#### [SELECTION]
## Looking for world population?

 - The last data from the World Bank is the global county population in 2016
 - You can find the top countries of populations
 - You also can find it in the world map.

---

In [None]:
#pip install datapackage

In [None]:
# Some world data are summarized data
# - we are looking for single country population data

In [None]:
# Import pandas 
import pandas as pd 
import datapackage
import matplotlib.pyplot as plt

# interact:  Draw a bar by top numbers
from ipywidgets import interact


In [None]:
data_url = 'https://datahub.io/JohnSnowLabs/population-figures-by-country/datapackage.json'

# to load Data Package into storage
package = datapackage.Package(data_url)

# to load only tabular data
resources = package.resources
for resource in resources:
    if resource.tabular:
        df = pd.read_csv(resource.descriptor['path'])
df.set_index("Country_Code", inplace = True) 

In [None]:
# df.head()
# print(df.shape)

# the most recent year: 2016
df16= df.iloc[:, -1]
# df16.sort_values().tail(20)

In [None]:
# Find the country code and merge them

In [None]:
url = "https://gist.githubusercontent.com/tadast/8827699/raw/3cd639fa34eec5067080a61c69e3ae25e3076abb/countries_codes_and_coordinates.csv"
df_code3 = pd.read_csv(url)
code3 = df_code3["Alpha-3 code"][0]

# for i, c in enumerate(code3):
#     print(i,c)
# # the length is not 3, and the longtitude/latitude have the same problem. 

# reset to 
df_code3["Code3"] = df_code3["Alpha-3 code"].map(lambda x: x.strip()[1:-1] )
df_code3["Lat"] = df_code3["Latitude (average)"].map(lambda x: x.strip()[1:-1]) 
df_code3["Long"] = df_code3["Longitude (average)"].map(lambda x: x.strip()[1:-1]) 

# set index 
df_code3.set_index("Code3", inplace=True )

# keep only the long and lat cols.
df_code3=df_code3.iloc[:, [-2, -1]]
# df_code3.shape # 256 rows


In [None]:
# there are no missing value, but some duplicated: 24 rows
df_code3.isna().sum() # none

# du=df_code3[df_code3.duplicated()] # 24 : 12 are extra
# print(du.size)

#remove
df_code3 = df_code3.drop_duplicates()
# df_code3

In [None]:
# Merge

In [None]:
# use left-join-right
df_m= df_code3.join(df) 
# df_m

In [None]:
# some country's name is missing: 32 countries
df_m.Country.isna().sum()

# # keep only the country which has name in it 
df_good = df_m[df_m.Country.notna()]

# df_good

In [None]:
# drop duplicated: non
# df_good.duplicated().sum()

(Dataset excerpts on object pointing)
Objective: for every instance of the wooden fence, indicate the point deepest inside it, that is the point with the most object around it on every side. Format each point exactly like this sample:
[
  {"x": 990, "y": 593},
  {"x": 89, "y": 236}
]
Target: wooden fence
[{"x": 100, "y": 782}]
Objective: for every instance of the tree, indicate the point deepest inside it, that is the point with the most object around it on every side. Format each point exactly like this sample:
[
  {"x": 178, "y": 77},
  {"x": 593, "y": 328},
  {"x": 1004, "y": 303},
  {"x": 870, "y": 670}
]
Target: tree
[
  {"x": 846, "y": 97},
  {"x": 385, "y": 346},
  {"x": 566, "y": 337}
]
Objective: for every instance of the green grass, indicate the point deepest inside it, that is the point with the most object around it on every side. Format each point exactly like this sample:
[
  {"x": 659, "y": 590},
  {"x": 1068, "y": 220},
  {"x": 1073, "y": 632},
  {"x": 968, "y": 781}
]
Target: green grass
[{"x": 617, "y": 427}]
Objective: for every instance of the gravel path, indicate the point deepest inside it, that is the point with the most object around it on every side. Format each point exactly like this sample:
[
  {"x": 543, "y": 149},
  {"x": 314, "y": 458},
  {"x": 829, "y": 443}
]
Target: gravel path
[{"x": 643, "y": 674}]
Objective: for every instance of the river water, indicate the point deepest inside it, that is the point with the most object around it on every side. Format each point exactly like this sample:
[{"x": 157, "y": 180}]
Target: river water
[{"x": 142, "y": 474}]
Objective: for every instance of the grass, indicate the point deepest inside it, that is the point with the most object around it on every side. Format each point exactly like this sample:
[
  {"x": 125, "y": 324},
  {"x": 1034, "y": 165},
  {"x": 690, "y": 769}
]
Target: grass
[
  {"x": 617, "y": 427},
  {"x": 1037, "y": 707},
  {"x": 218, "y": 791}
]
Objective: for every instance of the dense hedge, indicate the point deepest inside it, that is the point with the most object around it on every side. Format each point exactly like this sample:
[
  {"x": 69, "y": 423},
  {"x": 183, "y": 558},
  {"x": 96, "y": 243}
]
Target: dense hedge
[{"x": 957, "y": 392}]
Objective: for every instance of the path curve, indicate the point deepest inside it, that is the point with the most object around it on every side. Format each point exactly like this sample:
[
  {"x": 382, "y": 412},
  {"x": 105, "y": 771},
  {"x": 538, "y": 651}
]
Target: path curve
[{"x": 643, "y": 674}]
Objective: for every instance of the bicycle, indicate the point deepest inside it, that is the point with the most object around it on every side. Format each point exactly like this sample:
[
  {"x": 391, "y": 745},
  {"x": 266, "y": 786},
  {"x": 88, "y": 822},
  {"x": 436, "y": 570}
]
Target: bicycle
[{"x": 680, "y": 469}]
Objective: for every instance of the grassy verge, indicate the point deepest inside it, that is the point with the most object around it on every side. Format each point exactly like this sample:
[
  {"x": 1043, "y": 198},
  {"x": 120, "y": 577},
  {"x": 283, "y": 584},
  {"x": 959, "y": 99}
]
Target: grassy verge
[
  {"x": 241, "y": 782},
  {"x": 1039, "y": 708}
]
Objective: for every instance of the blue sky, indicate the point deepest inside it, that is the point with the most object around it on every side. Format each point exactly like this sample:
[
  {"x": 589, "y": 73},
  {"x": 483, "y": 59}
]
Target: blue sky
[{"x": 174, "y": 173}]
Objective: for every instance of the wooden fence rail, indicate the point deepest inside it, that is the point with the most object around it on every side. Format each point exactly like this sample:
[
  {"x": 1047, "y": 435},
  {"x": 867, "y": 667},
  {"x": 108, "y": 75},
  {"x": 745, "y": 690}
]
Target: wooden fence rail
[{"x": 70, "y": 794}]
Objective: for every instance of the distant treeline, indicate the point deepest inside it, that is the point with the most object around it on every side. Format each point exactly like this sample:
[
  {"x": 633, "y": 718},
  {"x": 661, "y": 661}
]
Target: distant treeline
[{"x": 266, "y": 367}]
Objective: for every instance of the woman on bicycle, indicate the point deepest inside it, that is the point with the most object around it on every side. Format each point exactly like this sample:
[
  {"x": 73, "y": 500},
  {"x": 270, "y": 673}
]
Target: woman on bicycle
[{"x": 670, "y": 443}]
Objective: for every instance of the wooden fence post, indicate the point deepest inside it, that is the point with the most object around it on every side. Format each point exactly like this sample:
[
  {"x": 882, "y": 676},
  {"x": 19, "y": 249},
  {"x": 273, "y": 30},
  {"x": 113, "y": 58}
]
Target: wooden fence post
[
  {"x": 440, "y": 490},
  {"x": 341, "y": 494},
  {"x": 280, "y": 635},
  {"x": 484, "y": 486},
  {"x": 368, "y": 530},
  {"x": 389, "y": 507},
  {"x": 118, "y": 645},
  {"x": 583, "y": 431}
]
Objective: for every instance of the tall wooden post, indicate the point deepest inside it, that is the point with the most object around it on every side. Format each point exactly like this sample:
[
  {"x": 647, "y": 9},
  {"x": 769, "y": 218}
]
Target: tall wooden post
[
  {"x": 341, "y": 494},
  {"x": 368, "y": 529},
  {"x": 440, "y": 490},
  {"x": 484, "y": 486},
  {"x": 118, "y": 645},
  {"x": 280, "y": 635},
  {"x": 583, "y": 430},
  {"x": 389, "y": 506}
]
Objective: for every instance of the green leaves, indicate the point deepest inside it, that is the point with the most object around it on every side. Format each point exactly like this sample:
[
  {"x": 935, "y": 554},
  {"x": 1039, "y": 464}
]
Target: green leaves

#### [WHAT IS BEING ASKED]
List every library or module that the world population notebook imports. The entries aren't needed for this task.

#### [ANSWER FOR THE TASK]
- pandas (as pd)
- datapackage
- matplotlib.pyplot (as plt)
- ipywidgets (interact only)